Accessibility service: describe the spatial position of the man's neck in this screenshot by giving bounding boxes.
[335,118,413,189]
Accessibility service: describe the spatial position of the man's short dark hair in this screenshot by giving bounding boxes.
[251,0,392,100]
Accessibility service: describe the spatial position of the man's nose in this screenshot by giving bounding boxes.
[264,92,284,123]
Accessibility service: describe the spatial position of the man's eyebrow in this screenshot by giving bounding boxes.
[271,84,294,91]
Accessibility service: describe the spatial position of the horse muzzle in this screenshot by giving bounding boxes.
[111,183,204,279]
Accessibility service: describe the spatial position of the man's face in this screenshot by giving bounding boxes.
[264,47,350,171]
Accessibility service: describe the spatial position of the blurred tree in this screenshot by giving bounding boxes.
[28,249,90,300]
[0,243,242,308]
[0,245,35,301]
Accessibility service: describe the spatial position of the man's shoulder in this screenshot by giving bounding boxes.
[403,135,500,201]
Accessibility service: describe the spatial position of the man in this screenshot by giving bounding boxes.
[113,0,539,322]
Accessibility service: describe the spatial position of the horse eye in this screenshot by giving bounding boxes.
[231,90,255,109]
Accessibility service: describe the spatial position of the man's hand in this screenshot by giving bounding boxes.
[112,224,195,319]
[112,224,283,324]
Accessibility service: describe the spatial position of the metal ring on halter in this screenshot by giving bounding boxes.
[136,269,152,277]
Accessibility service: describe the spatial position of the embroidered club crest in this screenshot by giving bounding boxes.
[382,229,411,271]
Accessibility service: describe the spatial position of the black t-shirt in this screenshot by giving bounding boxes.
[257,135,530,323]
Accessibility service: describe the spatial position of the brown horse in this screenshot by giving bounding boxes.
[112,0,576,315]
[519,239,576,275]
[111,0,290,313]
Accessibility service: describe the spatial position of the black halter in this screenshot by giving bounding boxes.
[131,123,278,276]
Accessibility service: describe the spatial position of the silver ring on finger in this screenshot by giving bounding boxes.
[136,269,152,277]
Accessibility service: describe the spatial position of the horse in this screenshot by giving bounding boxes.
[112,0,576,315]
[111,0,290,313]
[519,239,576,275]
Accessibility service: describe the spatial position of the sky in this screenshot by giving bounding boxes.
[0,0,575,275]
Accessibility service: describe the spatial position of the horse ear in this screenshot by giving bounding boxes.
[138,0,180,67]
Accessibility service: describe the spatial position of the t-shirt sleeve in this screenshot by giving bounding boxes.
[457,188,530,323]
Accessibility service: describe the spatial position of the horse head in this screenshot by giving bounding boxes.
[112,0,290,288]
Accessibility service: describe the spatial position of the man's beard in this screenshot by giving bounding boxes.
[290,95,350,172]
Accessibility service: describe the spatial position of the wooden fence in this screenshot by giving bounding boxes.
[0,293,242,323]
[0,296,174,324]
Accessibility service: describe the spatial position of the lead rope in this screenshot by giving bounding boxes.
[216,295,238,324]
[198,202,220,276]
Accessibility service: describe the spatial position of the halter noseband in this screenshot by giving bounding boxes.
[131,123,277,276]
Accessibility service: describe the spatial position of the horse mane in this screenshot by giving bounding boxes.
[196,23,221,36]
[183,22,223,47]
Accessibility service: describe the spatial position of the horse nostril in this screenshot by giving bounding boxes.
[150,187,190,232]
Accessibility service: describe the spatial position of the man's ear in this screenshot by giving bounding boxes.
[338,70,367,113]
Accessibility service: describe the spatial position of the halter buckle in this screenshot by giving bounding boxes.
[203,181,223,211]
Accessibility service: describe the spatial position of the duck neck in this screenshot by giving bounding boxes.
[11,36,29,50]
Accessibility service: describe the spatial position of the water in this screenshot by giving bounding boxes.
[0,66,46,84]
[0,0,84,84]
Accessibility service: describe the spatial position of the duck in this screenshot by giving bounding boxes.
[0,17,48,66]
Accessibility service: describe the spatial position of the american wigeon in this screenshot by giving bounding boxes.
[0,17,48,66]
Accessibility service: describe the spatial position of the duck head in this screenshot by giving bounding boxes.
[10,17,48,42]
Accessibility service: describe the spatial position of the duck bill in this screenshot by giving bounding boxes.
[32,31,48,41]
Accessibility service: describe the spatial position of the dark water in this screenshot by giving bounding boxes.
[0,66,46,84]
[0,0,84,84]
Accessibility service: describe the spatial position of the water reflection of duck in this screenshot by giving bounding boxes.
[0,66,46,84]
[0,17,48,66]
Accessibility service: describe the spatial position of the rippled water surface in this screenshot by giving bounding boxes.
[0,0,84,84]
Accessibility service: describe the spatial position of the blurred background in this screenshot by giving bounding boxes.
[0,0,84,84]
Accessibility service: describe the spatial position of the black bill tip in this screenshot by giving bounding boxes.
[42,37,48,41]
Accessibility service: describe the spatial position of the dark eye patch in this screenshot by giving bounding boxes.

------------------------------------

## [Work task]
Everything from the line containing "surface in this screenshot by giving bounding boxes." through the final line of the entries is to be written out exactly. No other lines belong in the answer.

## [Completed task]
Accessibility service: describe the spatial position of the rippled water surface in this screenshot by giving bounding boxes.
[0,0,84,84]
Accessibility service: describe the spatial position of the blurred background in this screenshot by giving bounding boxes.
[0,0,84,84]
Accessibility service: describe the spatial position of the black bill tip in this screenshot by giving bounding boxes.
[42,37,48,41]
Accessibility service: describe the spatial position of the dark eye patch in this screenshot by giving bounding boxes.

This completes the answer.